Rewrite everything from the start of the entries down to the line containing "540 596 770 640", changing "referee's" to "official's" and leaving the rest as is. Leave the pictures out of your answer.

════════════════

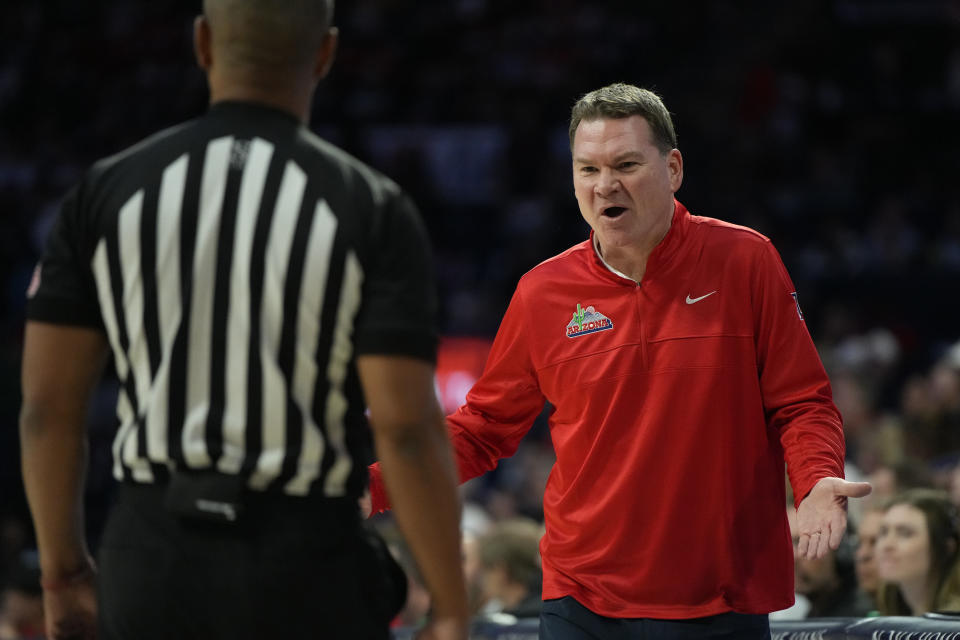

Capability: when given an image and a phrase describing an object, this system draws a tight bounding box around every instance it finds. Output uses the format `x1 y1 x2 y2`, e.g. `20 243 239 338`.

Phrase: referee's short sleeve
355 194 437 362
27 181 103 329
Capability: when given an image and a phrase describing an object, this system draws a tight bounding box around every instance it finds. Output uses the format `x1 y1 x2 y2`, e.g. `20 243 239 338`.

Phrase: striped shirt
27 102 436 497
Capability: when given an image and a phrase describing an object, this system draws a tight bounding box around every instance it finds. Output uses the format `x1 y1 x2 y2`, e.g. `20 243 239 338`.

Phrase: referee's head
194 0 337 117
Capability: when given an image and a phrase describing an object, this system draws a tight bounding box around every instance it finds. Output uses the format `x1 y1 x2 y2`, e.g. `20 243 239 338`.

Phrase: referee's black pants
98 484 406 640
540 596 770 640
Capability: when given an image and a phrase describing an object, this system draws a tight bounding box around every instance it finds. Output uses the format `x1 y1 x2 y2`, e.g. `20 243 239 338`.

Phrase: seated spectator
877 489 960 616
781 507 871 619
853 501 883 610
479 518 543 618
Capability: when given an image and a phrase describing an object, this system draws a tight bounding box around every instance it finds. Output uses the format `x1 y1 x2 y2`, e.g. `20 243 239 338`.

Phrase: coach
372 84 870 640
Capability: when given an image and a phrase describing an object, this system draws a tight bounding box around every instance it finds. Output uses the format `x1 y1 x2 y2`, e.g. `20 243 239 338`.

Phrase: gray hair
569 82 677 153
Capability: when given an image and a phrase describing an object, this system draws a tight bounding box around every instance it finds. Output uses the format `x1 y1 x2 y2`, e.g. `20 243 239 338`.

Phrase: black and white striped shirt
27 102 436 497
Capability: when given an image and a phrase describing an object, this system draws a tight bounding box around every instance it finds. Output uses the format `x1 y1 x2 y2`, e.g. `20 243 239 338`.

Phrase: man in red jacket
372 84 870 639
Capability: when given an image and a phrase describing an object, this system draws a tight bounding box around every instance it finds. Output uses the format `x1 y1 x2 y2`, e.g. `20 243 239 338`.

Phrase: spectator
479 518 543 618
877 489 960 616
853 500 883 610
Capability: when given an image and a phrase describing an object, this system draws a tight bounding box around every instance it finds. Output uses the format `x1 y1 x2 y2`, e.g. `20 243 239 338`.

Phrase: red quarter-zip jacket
371 202 844 618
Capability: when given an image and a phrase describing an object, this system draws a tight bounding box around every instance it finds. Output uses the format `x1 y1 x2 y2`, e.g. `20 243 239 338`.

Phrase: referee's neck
209 73 316 124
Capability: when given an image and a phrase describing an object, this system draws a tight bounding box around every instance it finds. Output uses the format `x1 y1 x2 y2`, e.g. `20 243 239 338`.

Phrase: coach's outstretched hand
797 478 873 559
43 563 97 640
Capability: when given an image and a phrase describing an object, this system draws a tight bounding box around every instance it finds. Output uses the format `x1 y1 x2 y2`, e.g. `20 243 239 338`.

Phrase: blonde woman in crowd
877 489 960 616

════════════════

* **Result of this exercise**:
Capability: when given an image and a phrase describing an object, this system draws a tight bounding box around every instance it finds. Output uses the format `x1 y1 x2 y2`, e.g. `20 243 239 338`.

Phrase: official's short sleeve
355 194 437 362
27 181 103 329
Capability: when given an image and a phrase describing an object, this system draws a tight bounding box around every instance it finds. Output uses the format `x1 y1 x2 y2`, e.g. `20 243 239 338`.

Phrase: striped shirt
27 102 436 497
Capability: when given an image and a phrase describing an object, this system draws a tight bounding box around every instance it finds. Output uses the format `x1 y1 x2 y2`, e.g. `20 243 239 338`.

Phrase: official's head
194 0 337 117
Capability: when given an image and a phrase describing an object, this system draws a tight bounding box around every instance it finds. Output uses the format `x1 y1 x2 y2`, e.g. `20 243 239 338`.

Phrase: official's black pants
98 484 406 640
540 596 770 640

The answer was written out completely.